By Bridget Johnson
Vows of expanded cyber warfare between white nationalist groups and Anonymous and other foes in the wake of the deadly Charlottesville rally could catch in the crossfire companies or individuals who have expressed views against white supremacists, as threatened in recent online postings that discuss broad targeting scopes. Meanwhile, hacktivists continue their operation to take down sites and social media accounts connected to white supremacists if tech companies aren’t responsive to crackdown requests.
The UK made several terror arrests this week in connection with the first far-right group there to be branded a terror organization, thus banning membership or material support. The accused men were serving in the British Army. The West Midlands Counter Terrorism Unit announced via social media that on 06 Sept. a 22-year-old from Birmingham, a 32-year-old from Powys, a 24-year-old from Ipswich and a 24-year-old from Northampton were arrested “on suspicion of being concerned in the commission, preparation and instigation of acts of terrorism under Section 41 of the Terrorism Act 2000.” Yesterday, a fifth man, 24, was reportedly arrested.
“A number of properties are being searched in connection with the arrests,” the police statement added. “The arrests were pre-planned and intelligence-led; there was no threat to the public’s safety.”
The men are accused of belonging to National Action, which was listed as a terrorist group in December 2016 – months after cheering the murder of Labour Party Member of Parliament Jo Cox, claiming she “would have filled Yorkshire with more subhumans,” and encouraging the slaying of more lawmakers.
“Its activities and propaganda materials are particularly aimed at recruiting young people. The group is virulently racist, anti-Semitic and homophobic. Its ideology promotes the idea that Britain will inevitably see a violent ‘race war,’ which the group claims it will be an active part of,” notes the UK guide. “…National Action’s online propaganda material, disseminated via social media, frequently features extremely violent imagery and language.” The neo-Nazi group also published material lauding Omar Mateen, the terrorist who massacred 49 patrons at the LGBT Pulse nightclub in Orlando, Fla., in 2016 and pledged allegiance to the Islamic State.
+-------+
§ WHAT IS BEING ASKED
Print the far-right extremism article verbatim from "The UK made" to "was reportedly arrested.". Rely solely on the far-right extremism article above.

§ ENTRIES SUPPLIED
+-------+
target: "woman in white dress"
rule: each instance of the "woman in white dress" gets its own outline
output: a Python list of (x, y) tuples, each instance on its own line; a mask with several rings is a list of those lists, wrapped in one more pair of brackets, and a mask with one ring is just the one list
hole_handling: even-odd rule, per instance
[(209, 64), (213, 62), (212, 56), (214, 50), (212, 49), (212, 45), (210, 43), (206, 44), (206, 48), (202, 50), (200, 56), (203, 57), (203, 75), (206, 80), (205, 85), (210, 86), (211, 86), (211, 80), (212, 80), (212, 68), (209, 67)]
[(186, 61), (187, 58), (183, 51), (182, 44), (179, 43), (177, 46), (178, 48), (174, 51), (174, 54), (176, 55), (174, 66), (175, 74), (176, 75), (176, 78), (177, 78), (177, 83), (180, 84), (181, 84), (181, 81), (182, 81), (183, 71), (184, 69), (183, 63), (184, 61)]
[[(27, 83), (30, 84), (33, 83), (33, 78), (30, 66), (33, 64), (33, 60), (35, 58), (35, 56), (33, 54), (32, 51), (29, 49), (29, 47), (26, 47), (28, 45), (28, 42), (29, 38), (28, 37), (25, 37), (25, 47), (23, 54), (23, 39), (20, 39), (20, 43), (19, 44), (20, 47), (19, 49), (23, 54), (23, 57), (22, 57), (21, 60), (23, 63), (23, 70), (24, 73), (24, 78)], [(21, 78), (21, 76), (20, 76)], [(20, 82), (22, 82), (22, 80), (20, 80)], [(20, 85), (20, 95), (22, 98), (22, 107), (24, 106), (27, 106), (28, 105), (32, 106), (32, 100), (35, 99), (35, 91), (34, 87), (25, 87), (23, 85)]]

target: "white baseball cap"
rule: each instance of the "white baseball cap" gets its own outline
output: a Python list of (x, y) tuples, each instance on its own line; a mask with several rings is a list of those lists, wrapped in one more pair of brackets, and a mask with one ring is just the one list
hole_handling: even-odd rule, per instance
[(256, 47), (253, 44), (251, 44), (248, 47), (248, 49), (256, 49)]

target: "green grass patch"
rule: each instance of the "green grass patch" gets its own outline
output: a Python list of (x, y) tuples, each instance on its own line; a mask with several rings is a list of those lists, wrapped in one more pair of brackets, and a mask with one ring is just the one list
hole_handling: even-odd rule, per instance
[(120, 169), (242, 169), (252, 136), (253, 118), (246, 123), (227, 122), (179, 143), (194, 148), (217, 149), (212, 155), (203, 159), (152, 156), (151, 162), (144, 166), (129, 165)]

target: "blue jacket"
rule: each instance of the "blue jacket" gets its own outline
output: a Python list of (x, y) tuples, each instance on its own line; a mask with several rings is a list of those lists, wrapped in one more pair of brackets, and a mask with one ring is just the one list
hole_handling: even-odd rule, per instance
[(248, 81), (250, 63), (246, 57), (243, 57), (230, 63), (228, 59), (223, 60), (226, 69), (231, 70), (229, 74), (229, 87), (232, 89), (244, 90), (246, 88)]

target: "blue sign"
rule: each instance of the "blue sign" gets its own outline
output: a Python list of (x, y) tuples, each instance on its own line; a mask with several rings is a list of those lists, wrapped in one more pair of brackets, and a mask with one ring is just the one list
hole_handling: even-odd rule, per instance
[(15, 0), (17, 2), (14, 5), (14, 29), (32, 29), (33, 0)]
+-------+
§ THE OUTPUT
The UK made several terror arrests this week in connection with the first far-right group there to be branded a terror organization, thus banning membership or material support. The accused men were serving in the British Army. The West Midlands Counter Terrorism Unit announced via social media that on 06 Sept. a 22-year-old from Birmingham, a 32-year-old from Powys, a 24-year-old from Ipswich and a 24-year-old from Northampton were arrested “on suspicion of being concerned in the commission, preparation and instigation of acts of terrorism under Section 41 of the Terrorism Act 2000.” Yesterday, a fifth man, 24, was reportedly arrested.